* [Set exercise]: Repeat every record below exactly, but leave out any pictures.

Begin Material provided

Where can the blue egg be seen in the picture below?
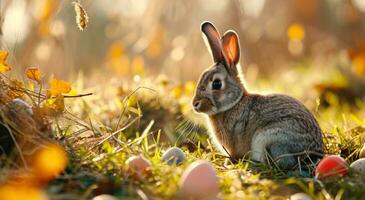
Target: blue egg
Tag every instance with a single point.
(173, 155)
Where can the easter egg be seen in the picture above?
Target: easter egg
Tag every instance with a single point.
(138, 165)
(362, 152)
(300, 196)
(199, 181)
(105, 197)
(22, 105)
(358, 165)
(173, 155)
(331, 166)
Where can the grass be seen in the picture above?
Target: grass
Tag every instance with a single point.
(119, 120)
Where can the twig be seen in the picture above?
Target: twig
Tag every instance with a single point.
(115, 132)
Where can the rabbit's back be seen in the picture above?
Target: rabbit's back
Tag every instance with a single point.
(283, 126)
(257, 122)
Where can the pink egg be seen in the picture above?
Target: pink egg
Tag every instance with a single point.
(138, 166)
(199, 181)
(362, 152)
(331, 166)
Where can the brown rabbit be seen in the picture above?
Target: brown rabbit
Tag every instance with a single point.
(242, 122)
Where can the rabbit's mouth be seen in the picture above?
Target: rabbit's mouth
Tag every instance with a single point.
(203, 105)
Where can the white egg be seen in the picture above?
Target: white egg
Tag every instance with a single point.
(300, 196)
(199, 181)
(362, 152)
(358, 165)
(138, 166)
(173, 155)
(105, 197)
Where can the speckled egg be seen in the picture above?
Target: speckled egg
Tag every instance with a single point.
(138, 165)
(332, 165)
(300, 196)
(362, 152)
(199, 181)
(105, 197)
(358, 165)
(173, 155)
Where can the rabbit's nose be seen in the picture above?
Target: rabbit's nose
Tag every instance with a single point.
(196, 104)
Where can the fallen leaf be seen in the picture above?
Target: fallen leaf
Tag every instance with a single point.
(59, 87)
(33, 73)
(3, 66)
(16, 89)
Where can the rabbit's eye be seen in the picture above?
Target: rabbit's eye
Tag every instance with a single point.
(217, 84)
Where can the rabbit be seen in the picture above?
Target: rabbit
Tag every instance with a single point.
(272, 126)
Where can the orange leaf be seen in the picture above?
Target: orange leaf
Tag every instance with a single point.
(59, 87)
(33, 73)
(16, 88)
(3, 66)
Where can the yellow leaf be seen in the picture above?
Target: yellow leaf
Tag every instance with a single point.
(358, 64)
(59, 87)
(16, 89)
(177, 91)
(138, 65)
(296, 32)
(33, 73)
(3, 66)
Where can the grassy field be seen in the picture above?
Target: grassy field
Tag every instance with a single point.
(86, 85)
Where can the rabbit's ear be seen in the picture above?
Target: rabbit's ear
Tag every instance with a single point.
(231, 48)
(214, 41)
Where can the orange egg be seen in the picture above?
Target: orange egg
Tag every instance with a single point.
(331, 166)
(199, 181)
(300, 196)
(138, 166)
(358, 165)
(104, 197)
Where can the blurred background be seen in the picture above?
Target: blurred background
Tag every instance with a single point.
(127, 37)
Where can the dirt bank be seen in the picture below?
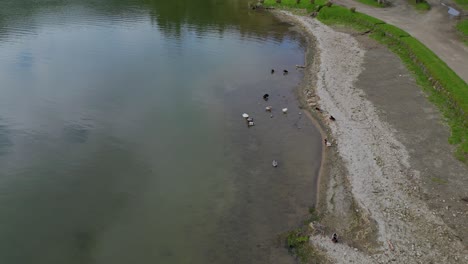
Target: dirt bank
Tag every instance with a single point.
(434, 28)
(382, 185)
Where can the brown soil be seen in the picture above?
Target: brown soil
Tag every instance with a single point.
(390, 187)
(434, 28)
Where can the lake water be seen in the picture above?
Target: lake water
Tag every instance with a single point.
(121, 136)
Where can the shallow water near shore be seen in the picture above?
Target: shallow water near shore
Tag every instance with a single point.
(121, 136)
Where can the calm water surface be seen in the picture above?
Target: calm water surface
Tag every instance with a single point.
(121, 137)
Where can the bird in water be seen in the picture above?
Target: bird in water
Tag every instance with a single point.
(274, 163)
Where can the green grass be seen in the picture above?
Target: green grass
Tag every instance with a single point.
(371, 3)
(462, 27)
(423, 6)
(444, 87)
(462, 3)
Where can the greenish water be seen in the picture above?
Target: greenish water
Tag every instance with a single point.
(121, 136)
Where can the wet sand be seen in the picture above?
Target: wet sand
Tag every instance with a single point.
(378, 176)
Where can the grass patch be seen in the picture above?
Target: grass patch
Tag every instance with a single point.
(372, 3)
(444, 87)
(462, 3)
(462, 28)
(422, 6)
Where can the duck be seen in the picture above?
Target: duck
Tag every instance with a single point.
(274, 163)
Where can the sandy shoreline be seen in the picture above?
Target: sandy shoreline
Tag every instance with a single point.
(371, 186)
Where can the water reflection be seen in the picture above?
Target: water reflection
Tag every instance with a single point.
(126, 144)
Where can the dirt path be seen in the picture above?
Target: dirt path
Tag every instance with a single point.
(434, 29)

End Material provided

* [The reply]:
Where can the blue egg be seen in the picture below?
Target: blue egg
Tag every instance with a single point.
(173, 155)
Where can the easter egg be seen in the picture above?
Target: easter egg
Tag every instance with a single point.
(138, 165)
(362, 152)
(300, 196)
(199, 181)
(105, 197)
(22, 105)
(358, 165)
(173, 155)
(331, 166)
Where can the grass be seen in the picture above?
Target: grass
Tag every instance with a single point.
(119, 120)
Where can the twig be seen in the picture above?
Target: twig
Tag every instance with a single point.
(115, 132)
Where can the rabbit's back be seen in the picture above?
Target: rabbit's back
Tag every instance with a single point.
(283, 126)
(257, 122)
Where can the pink egg be seen in the picture above?
Target: pink egg
Tag every instance with a single point.
(138, 166)
(199, 181)
(362, 152)
(331, 166)
Where can the brown rabbit be seen in the picture above?
Target: brown rabbit
Tag every instance with a single point.
(242, 122)
Where can the rabbit's mouth be seen in the picture above?
Target: rabbit's mouth
Tag every instance with a single point.
(203, 105)
Where can the white egg be seen in the picture above?
Target: white egg
Tag every instance with a single point.
(300, 196)
(199, 181)
(362, 152)
(358, 165)
(138, 166)
(173, 155)
(105, 197)
Where can the speckled egg be seen in the picture above?
Target: speckled egg
Tag every instance with a single point.
(138, 165)
(332, 165)
(300, 196)
(362, 152)
(199, 181)
(105, 197)
(358, 165)
(173, 155)
Where can the rabbit's nose be seen in the picture above?
Target: rabbit's nose
Tag every instance with a single point.
(196, 104)
Where can the fallen leaf be seen in the picture above?
Target: fallen leaf
Tag every instance with a single point.
(59, 87)
(33, 73)
(3, 66)
(16, 89)
Where can the rabbit's eye be seen in the picture above?
Target: rabbit's eye
Tag every instance with a single point.
(217, 84)
Where can the rabbit be seen in the picture above?
Target: rabbit
Tag every instance with a single point.
(272, 126)
Where can the orange leaf be seen in the picture above?
Target: orange leaf
Tag every instance with a single point.
(59, 87)
(33, 73)
(16, 88)
(3, 66)
Where can the yellow leaf be seen in the picture above?
Target: yellow leaf
Tag every instance with a single point.
(358, 64)
(59, 87)
(16, 89)
(177, 91)
(138, 65)
(296, 32)
(33, 73)
(3, 66)
Where can the grassy field be seen in the picture above?
Target: grassy field
Tag every instance with a single point.
(86, 85)
Where can the rabbit's ear be seen in the picture above?
Target: rabbit's ear
Tag every instance with a single point.
(231, 48)
(214, 41)
Where can the orange egg be seen in the picture above?
Target: orange egg
Tag every instance with a single point.
(331, 166)
(199, 181)
(300, 196)
(138, 166)
(358, 165)
(104, 197)
Where can the blurred background be seen in the picture above?
Target: blurred background
Tag every instance with a single point.
(127, 37)
Where can the dirt bank be seen in the picture below?
Target: dirt bank
Tag every instance with a single point.
(434, 28)
(382, 185)
Where can the brown soil be seen in the picture above?
Target: brown soil
Tag every instance with a single point.
(390, 187)
(434, 28)
Where can the lake water be seen in the picture above?
Target: lake water
Tag every instance with a single point.
(121, 136)
Where can the shallow water near shore be seen in the picture above?
Target: shallow water near shore
Tag every instance with a single point.
(121, 136)
Where can the calm water surface be seen in the picture above?
Target: calm water surface
Tag every instance with a single point.
(121, 137)
Where can the bird in water be seen in the picture above?
Target: bird in water
Tag every instance with a single point.
(274, 163)
Where can the green grass be seen in the picture above?
Target: green grass
Tag every instance with a single point.
(371, 3)
(462, 27)
(423, 6)
(444, 87)
(462, 3)
Where can the greenish water be seen in the picture above?
Target: greenish water
Tag every instance with a single point.
(121, 136)
Where can the wet sand be seen in the picture above?
Target: wet sand
Tag every instance with a single point.
(378, 176)
Where can the grass patch be seen in the picture above?
Target: grass patch
Tag every instance with a single point.
(372, 3)
(444, 87)
(462, 3)
(462, 28)
(422, 6)
Where can the duck be seen in the picture above?
Target: duck
Tag every instance with a single point.
(274, 163)
Where can the sandy shoreline be seen in the picture above?
Target: sandy shoreline
Tag every instance with a single point.
(371, 186)
Where can the water reflection be seen in the picture above?
Target: water reflection
Tag every instance with a single point.
(126, 144)
Where can the dirt path be seen in the picture above?
Target: dirt path
Tag every instance with a single point.
(434, 29)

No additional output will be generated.